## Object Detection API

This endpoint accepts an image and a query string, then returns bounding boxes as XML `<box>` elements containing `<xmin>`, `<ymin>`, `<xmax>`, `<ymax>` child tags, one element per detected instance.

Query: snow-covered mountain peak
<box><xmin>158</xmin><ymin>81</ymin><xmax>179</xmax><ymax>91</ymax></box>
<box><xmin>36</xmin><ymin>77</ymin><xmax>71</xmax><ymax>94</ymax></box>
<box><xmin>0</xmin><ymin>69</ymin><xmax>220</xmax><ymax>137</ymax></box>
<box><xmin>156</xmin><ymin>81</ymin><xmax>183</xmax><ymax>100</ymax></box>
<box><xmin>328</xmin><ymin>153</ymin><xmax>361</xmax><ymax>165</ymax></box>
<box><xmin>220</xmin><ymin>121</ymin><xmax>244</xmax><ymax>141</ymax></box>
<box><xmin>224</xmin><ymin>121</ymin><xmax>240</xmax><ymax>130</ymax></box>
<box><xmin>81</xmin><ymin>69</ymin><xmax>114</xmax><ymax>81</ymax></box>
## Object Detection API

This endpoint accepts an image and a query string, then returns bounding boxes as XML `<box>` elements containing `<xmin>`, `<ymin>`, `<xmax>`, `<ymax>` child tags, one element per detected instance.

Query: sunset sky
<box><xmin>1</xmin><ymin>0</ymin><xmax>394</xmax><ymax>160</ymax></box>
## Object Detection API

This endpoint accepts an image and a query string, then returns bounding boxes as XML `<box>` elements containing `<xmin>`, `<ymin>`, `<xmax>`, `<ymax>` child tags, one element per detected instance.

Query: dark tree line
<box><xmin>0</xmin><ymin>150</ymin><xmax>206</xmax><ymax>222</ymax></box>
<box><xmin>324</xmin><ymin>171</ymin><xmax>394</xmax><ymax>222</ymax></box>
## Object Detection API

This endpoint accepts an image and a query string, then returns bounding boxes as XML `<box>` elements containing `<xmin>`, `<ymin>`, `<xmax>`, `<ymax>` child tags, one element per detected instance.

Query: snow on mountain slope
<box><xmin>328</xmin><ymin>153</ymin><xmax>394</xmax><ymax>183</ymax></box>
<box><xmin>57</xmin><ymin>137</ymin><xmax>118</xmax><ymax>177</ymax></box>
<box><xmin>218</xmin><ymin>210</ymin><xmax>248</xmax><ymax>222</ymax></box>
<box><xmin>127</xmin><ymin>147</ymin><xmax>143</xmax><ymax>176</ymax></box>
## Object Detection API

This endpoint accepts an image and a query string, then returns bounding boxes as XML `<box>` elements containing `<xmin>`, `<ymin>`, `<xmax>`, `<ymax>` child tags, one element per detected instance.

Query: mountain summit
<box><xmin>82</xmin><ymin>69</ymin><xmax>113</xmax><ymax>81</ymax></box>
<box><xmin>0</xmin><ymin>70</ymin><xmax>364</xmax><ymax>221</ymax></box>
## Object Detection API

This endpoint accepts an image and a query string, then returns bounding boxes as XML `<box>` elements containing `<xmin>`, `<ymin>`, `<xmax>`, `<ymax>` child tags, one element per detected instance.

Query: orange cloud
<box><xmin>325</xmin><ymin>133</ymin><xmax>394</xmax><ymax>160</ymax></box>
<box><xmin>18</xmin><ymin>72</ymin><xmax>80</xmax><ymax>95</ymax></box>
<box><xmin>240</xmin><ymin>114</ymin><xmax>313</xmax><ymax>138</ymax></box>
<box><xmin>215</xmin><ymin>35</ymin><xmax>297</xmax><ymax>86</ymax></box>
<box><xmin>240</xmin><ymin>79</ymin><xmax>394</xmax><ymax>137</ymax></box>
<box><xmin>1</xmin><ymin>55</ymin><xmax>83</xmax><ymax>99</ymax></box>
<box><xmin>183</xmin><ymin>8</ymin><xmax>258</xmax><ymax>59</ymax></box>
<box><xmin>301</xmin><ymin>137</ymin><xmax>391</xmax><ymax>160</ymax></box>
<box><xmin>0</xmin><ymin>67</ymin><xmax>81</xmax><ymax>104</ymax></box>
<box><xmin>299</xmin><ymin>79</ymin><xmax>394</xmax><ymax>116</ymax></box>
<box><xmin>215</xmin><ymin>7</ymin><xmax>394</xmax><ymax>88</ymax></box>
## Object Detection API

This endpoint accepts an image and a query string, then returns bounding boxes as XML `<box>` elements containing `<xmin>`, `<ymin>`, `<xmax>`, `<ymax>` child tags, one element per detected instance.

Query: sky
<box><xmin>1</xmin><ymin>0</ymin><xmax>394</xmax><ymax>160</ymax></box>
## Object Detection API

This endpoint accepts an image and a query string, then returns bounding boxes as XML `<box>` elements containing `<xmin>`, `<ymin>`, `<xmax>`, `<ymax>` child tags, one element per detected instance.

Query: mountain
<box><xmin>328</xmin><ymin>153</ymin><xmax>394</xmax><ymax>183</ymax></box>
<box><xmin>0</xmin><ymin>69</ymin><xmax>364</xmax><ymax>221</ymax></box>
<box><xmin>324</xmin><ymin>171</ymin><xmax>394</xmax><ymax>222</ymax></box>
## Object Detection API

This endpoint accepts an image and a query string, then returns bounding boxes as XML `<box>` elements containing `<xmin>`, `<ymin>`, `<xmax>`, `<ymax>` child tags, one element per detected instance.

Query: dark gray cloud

--- --- ---

# Exercise requirements:
Set down the whole of the material again, exactly.

# Result for this task:
## Object Detection API

This endpoint accepts an image and a query string, then returns bounding boxes as XML `<box>` elements containing `<xmin>`, `<ymin>`, `<xmax>`, `<ymax>` child tags, one element per detected instance.

Query: snow-covered mountain peak
<box><xmin>158</xmin><ymin>81</ymin><xmax>179</xmax><ymax>91</ymax></box>
<box><xmin>36</xmin><ymin>77</ymin><xmax>71</xmax><ymax>94</ymax></box>
<box><xmin>0</xmin><ymin>69</ymin><xmax>220</xmax><ymax>137</ymax></box>
<box><xmin>156</xmin><ymin>81</ymin><xmax>183</xmax><ymax>100</ymax></box>
<box><xmin>328</xmin><ymin>153</ymin><xmax>361</xmax><ymax>165</ymax></box>
<box><xmin>220</xmin><ymin>121</ymin><xmax>244</xmax><ymax>141</ymax></box>
<box><xmin>224</xmin><ymin>121</ymin><xmax>240</xmax><ymax>130</ymax></box>
<box><xmin>81</xmin><ymin>69</ymin><xmax>114</xmax><ymax>81</ymax></box>
## Object Detection API

This endpoint accepts an image and a query string, then returns bounding boxes as XML `<box>` elements containing `<xmin>`, `<ymin>`, `<xmax>`, `<ymax>` child tags, one element per detected instance.

Query: sunset sky
<box><xmin>1</xmin><ymin>0</ymin><xmax>394</xmax><ymax>160</ymax></box>
## Object Detection API

This endpoint accepts an image and a query string, then returns bounding boxes as XML `<box>` elements containing `<xmin>`, `<ymin>`, `<xmax>`, `<ymax>` child tags, one element per detected instance.

Query: dark tree line
<box><xmin>0</xmin><ymin>150</ymin><xmax>206</xmax><ymax>222</ymax></box>
<box><xmin>324</xmin><ymin>171</ymin><xmax>394</xmax><ymax>222</ymax></box>
## Object Detection API

This endpoint accepts an image and a query string, then returns bounding boxes as XML `<box>` elements containing `<xmin>`, `<ymin>`, `<xmax>`, `<ymax>` child tags, one element per detected instance.

Query: snow on mountain slope
<box><xmin>328</xmin><ymin>153</ymin><xmax>394</xmax><ymax>183</ymax></box>
<box><xmin>57</xmin><ymin>137</ymin><xmax>118</xmax><ymax>177</ymax></box>
<box><xmin>218</xmin><ymin>210</ymin><xmax>248</xmax><ymax>222</ymax></box>
<box><xmin>127</xmin><ymin>147</ymin><xmax>143</xmax><ymax>176</ymax></box>
## Object Detection API

This endpoint accepts an image and a query string, then returns bounding boxes as XML `<box>` elements containing `<xmin>`, `<ymin>`, `<xmax>`, `<ymax>` child tags, one element per detected instance.

Query: mountain summit
<box><xmin>82</xmin><ymin>69</ymin><xmax>113</xmax><ymax>81</ymax></box>
<box><xmin>0</xmin><ymin>70</ymin><xmax>364</xmax><ymax>221</ymax></box>
## Object Detection API

This endpoint accepts an image and a query string, then returns bounding boxes as XML `<box>` elements containing `<xmin>`, `<ymin>`, `<xmax>`, `<ymax>` child tags, one element per detected instance.

Query: orange cloud
<box><xmin>325</xmin><ymin>133</ymin><xmax>394</xmax><ymax>160</ymax></box>
<box><xmin>18</xmin><ymin>72</ymin><xmax>80</xmax><ymax>95</ymax></box>
<box><xmin>240</xmin><ymin>114</ymin><xmax>313</xmax><ymax>138</ymax></box>
<box><xmin>215</xmin><ymin>35</ymin><xmax>297</xmax><ymax>86</ymax></box>
<box><xmin>240</xmin><ymin>79</ymin><xmax>394</xmax><ymax>137</ymax></box>
<box><xmin>1</xmin><ymin>55</ymin><xmax>83</xmax><ymax>99</ymax></box>
<box><xmin>183</xmin><ymin>8</ymin><xmax>258</xmax><ymax>59</ymax></box>
<box><xmin>301</xmin><ymin>137</ymin><xmax>391</xmax><ymax>160</ymax></box>
<box><xmin>0</xmin><ymin>67</ymin><xmax>81</xmax><ymax>104</ymax></box>
<box><xmin>299</xmin><ymin>79</ymin><xmax>394</xmax><ymax>116</ymax></box>
<box><xmin>215</xmin><ymin>7</ymin><xmax>394</xmax><ymax>88</ymax></box>
## Object Detection API

This endpoint accepts an image and a query string, then returns bounding boxes as XML `<box>` elements containing `<xmin>`, `<ymin>`, `<xmax>`, `<ymax>` child tags, one element per detected instance.

Query: sky
<box><xmin>1</xmin><ymin>0</ymin><xmax>394</xmax><ymax>160</ymax></box>
## Object Detection API

This endpoint accepts an image and a query string, then returns bounding boxes as XML `<box>` elements containing `<xmin>`, `<ymin>`, `<xmax>`, `<ymax>` child tags, one element per detected instance.

Query: mountain
<box><xmin>328</xmin><ymin>153</ymin><xmax>394</xmax><ymax>183</ymax></box>
<box><xmin>0</xmin><ymin>69</ymin><xmax>364</xmax><ymax>221</ymax></box>
<box><xmin>324</xmin><ymin>171</ymin><xmax>394</xmax><ymax>222</ymax></box>
## Object Detection API

This endpoint accepts an image and a query string, then returns bounding boxes as XML `<box>` elements containing `<xmin>`, `<ymin>`, `<xmax>`, `<ymax>` child tags, one element per detected instance.

Query: dark gray cloud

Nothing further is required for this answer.